◆ WRITTEN TASK ◆
Rewrite all the records with every "rock formation silhouette" swapped for "cliff outline" and nothing else changed. Leave the pictures out of your answer.

◆ Point annotations for photos ◆
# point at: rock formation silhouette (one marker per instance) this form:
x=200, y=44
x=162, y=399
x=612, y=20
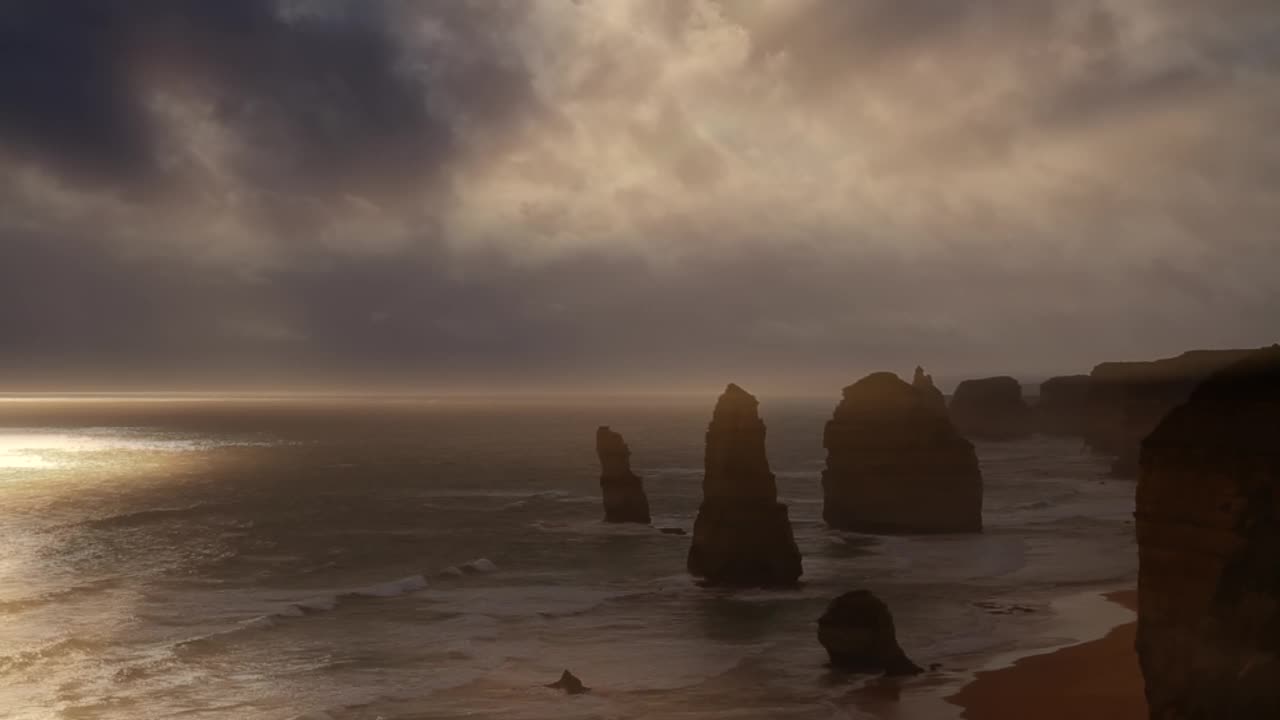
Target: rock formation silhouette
x=1208, y=536
x=1130, y=399
x=896, y=464
x=624, y=492
x=570, y=683
x=859, y=637
x=991, y=409
x=743, y=534
x=923, y=382
x=1065, y=405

◆ ANSWER TO THIS PROBLEM ◆
# point at: cliff outline (one marker per instance) this form:
x=200, y=44
x=162, y=399
x=612, y=20
Target: cliff outline
x=1208, y=536
x=1130, y=399
x=896, y=464
x=624, y=492
x=570, y=683
x=859, y=637
x=991, y=409
x=743, y=534
x=923, y=382
x=1065, y=405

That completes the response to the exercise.